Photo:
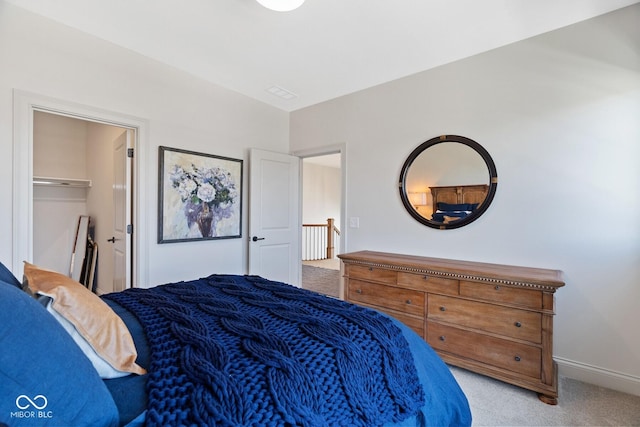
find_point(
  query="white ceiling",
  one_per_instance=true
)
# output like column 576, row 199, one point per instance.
column 324, row 49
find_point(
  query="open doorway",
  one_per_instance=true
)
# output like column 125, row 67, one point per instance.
column 322, row 223
column 78, row 172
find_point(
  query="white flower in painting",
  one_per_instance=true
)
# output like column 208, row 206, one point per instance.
column 186, row 188
column 206, row 193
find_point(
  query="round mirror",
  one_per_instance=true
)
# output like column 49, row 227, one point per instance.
column 448, row 182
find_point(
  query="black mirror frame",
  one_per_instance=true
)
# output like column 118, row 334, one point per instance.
column 493, row 181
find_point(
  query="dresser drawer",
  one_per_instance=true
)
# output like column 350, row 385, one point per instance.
column 402, row 300
column 498, row 293
column 371, row 273
column 515, row 357
column 511, row 322
column 428, row 283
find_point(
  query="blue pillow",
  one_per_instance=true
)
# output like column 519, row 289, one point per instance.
column 45, row 379
column 7, row 276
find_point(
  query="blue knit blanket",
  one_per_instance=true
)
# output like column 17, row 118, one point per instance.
column 243, row 350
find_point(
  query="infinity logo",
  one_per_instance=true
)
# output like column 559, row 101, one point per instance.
column 22, row 405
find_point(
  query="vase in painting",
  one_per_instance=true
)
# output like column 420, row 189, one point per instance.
column 205, row 220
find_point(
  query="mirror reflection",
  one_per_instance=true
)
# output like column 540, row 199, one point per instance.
column 448, row 181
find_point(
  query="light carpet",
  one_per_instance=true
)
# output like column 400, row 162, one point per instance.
column 494, row 403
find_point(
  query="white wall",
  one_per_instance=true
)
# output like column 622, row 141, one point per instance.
column 58, row 152
column 559, row 114
column 45, row 58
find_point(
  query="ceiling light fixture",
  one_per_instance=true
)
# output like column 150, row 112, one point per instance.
column 281, row 5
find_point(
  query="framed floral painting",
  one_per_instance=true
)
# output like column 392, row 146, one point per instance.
column 199, row 197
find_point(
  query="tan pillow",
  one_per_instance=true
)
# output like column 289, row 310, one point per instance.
column 93, row 318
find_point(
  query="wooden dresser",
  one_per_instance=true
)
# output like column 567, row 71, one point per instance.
column 496, row 320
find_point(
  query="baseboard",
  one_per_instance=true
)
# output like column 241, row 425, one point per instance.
column 598, row 376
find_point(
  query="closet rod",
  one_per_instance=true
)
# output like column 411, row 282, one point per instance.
column 61, row 182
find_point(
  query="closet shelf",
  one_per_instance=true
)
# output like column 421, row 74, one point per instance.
column 61, row 182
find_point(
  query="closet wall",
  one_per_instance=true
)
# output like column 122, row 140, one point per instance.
column 74, row 149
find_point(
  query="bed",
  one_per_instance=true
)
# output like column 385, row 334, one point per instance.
column 219, row 350
column 454, row 202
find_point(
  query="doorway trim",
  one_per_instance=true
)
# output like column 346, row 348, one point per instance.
column 24, row 105
column 323, row 151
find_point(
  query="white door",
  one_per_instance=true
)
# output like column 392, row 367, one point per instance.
column 121, row 238
column 274, row 216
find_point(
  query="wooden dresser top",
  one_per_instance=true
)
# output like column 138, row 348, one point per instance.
column 508, row 274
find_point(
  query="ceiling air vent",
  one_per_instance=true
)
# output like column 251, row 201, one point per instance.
column 281, row 93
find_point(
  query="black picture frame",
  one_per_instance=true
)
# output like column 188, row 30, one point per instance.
column 199, row 196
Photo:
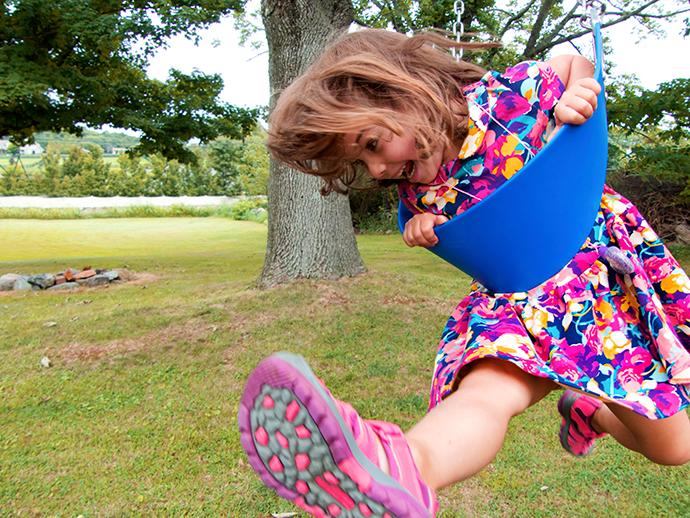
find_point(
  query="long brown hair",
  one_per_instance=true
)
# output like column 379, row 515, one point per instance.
column 409, row 85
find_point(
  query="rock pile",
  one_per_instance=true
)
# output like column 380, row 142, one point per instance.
column 65, row 280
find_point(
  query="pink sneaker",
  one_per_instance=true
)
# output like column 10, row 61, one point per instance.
column 577, row 434
column 317, row 452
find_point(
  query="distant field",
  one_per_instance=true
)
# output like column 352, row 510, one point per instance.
column 31, row 162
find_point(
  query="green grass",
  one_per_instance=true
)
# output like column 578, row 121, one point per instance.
--
#### [What you need to do]
The span to retype runs from the line containing "# output like column 346, row" through the last line of the listing above, both ends included; copy it exactly, without pictures.

#### [Answer box]
# output like column 346, row 348, one point per instance.
column 24, row 105
column 323, row 151
find_point(
  query="white door",
  one_per_instance=true
)
# output like column 392, row 367, one point per instance.
column 121, row 238
column 274, row 216
find_point(
  query="wooden dresser top",
  one_per_instance=true
)
# output like column 138, row 348, one point per instance.
column 508, row 274
find_point(
  query="ceiling air vent",
  one_per_instance=true
)
# output like column 251, row 201, one point per instance.
column 281, row 93
find_point(
  query="black picture frame",
  one_per_instance=true
)
# output like column 188, row 30, one point per instance.
column 199, row 196
Photo:
find_point(
  query="long brown hair",
  one_per_instance=true
)
# output like column 379, row 515, one point per instance.
column 409, row 85
find_point(
  query="rock pile",
  one_per_instance=true
)
# output like column 380, row 142, one point per instance.
column 65, row 280
find_point(
  query="pink sneaker",
  one_per_instance=true
)
# output like column 10, row 61, one point per instance.
column 577, row 434
column 317, row 452
find_point(
  query="distant field",
  one_per_instance=true
)
# output like column 352, row 510, one point per instance.
column 31, row 162
find_point(
  query="green grass",
  one_per_instance=true
)
# output like column 578, row 121, one point per instance.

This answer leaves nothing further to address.